[Extract to read]:
┌────────
2

During the fetch phase of the instruction cycle in an x86 CPU, I've wondered if the eip(PC) register gets incremented to store the next instruction at the end of that phase(fetch phase) or after the execution phase?

I know that MIPS CPUs increment eip by the end of the fetch phase, but x86 CPUs are also doing it?

I assume it does because after I looked at a compiled code of some program, I've noticed that the address in the encoding of a "relative call instruction" is relative to the next instruction and not to the current instruction.

Peter Cordes
  • 328,167
  • 45
  • 605
  • 847
AngryJohn
  • 576
  • 4
  • 10
  • 3
    MIPS instructions are fixed-length, which makes it possible to do this increment, as we always know by how much (4 bytes). x86 uses variable length instructions, so incrementing the pc to the next pc requires understanding how long the instruction is, which means decode (or lookup in some cache). Experts here will be able to shed more light on this. RISC V supports variable length instructions (in multiples of 2 bytes) and the length of the complete instruction is encoded in the first few bits of each instruction, so some decode is not necessary but not a complete decode of the instruction. – Erik Eidt Mar 14 '22 at 22:34
  • 1
    Modern x86 processors decode up to 4 instructions per clock. There isn't an IP register as such, because each instruction has a different address. The IP of the start of each instruction is associated with the uops of the instruction. The IP of each instruction is needed for relative branches, RIP relative-memory accesses, calls, and fault/interrupt reporting. – prl Mar 14 '22 at 23:44
  • 2
    The point at which eip is incremented is not architecturally observable. (It might move forward, and then move back if an exception occurs. Or it might not move forward until the instruction is retired. You can't tell.) The fact that the call offset is relative to the next instruction doesn't prove that eip has been advanced, any more than the fact that pc-relative loads on ARM add 4 proves that pc has moved ahead by 4. (It may have been that way on early implementations, but newer implementations don't have to do it, as long as they still calculate relative offsets the same way.) – Raymond Chen Mar 15 '22 at 01:08

1 Answers1

0

"fetch phase?" What kind of chip you got in there, a Dorito? e.g. a 386? Even 486 was pipelined and P5 Pentium was dual-issue superscalar. So 386 was the only non-pipelined x86 with an EIP, not just an IP (at least from Intel). Of course, all commercial MIPS CPUs were pipelined as well, that was literally the whole point of the RISC ISA design and name (Microprocessor without Interlocked Pipelines Stages).
└────────
[Tasks for this exercise]:
A: In the thread on when x86 increments its instruction pointer, one comment says the IP of each instruction is needed for several things. List them.
B: Answer these questions using the thread on when x86 increments its instruction pointer:
(i) How many bytes long are MIPS instructions?
(ii) Up to how many instructions per clock do modern x86 processors decode?
(iii) According to the answer, which x86 was the only non-pipelined one with an EIP?
Rely on the thread alone to complete the tasks.

[Stored entries]
┌────────
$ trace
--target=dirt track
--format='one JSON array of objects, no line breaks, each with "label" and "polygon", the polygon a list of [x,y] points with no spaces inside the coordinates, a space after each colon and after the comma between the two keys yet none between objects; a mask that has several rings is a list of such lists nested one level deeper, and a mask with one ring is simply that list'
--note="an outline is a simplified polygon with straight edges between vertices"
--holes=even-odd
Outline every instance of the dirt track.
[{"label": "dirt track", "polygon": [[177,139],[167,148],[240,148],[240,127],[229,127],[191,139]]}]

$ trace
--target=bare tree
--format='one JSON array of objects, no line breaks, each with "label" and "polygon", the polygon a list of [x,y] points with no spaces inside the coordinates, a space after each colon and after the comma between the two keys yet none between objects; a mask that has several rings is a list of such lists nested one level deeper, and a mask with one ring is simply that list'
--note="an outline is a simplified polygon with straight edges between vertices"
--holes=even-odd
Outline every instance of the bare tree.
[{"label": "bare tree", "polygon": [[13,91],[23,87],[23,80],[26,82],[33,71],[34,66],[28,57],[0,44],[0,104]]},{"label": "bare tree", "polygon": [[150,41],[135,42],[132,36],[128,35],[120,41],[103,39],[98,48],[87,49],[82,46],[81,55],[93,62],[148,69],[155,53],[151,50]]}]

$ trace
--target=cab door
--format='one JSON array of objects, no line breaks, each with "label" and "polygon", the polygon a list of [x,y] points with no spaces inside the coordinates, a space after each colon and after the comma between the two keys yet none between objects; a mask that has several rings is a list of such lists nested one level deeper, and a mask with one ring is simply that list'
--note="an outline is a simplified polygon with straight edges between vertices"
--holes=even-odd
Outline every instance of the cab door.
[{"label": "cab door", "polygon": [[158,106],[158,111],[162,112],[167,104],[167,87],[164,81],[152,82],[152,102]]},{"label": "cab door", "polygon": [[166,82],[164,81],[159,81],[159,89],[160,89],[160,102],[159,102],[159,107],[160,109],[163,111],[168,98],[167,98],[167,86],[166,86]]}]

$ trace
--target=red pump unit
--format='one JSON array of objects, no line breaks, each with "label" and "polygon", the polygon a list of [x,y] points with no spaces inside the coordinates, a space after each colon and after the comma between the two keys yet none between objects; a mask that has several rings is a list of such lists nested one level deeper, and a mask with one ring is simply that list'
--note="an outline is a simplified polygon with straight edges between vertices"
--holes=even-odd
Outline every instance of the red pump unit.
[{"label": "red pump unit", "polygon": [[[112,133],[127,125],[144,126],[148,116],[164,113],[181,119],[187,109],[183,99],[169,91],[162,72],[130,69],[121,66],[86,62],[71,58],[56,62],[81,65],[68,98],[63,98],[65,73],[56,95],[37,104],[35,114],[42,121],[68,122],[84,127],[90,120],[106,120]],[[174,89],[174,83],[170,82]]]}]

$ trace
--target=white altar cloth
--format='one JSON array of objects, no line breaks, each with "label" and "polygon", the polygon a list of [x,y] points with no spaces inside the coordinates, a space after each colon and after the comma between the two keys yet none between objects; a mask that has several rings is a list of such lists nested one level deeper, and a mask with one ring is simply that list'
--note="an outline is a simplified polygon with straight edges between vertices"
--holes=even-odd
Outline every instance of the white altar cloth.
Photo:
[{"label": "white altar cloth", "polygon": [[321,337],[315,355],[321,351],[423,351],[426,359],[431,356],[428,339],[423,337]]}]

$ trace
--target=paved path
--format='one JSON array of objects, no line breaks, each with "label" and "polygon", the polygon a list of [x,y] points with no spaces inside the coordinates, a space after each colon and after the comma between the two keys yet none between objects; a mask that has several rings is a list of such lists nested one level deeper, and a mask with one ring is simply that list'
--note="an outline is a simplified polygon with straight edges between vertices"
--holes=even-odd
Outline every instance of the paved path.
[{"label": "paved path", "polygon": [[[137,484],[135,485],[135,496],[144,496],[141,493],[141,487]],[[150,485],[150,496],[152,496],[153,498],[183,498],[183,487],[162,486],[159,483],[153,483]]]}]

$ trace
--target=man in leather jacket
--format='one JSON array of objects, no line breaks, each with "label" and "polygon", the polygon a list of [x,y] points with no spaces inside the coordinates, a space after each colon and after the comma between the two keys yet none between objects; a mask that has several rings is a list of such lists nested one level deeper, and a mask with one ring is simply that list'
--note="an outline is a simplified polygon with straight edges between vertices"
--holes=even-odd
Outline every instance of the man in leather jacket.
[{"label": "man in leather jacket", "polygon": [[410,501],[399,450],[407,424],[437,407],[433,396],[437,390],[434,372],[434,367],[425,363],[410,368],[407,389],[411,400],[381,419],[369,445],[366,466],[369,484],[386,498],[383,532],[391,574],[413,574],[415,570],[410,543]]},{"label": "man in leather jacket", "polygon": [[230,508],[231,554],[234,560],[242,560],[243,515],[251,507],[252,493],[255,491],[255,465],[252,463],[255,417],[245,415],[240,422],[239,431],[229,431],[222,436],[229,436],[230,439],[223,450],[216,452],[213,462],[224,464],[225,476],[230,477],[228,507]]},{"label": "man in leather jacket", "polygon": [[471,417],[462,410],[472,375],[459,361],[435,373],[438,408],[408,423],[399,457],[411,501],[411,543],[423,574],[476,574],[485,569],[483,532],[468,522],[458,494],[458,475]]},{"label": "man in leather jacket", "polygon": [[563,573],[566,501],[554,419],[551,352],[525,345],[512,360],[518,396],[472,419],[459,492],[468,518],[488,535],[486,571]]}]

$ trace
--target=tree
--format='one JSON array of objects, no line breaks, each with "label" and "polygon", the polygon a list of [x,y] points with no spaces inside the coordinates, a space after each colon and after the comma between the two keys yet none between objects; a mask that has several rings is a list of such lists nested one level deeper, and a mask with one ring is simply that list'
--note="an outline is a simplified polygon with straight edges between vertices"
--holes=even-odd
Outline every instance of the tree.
└────────
[Set of answers]:
A:
- Relative branches
- RIP-relative memory accesses
- Calls
- Fault/interrupt reporting

B:
(i) 4 bytes
(ii) Up to 4
(iii) The 386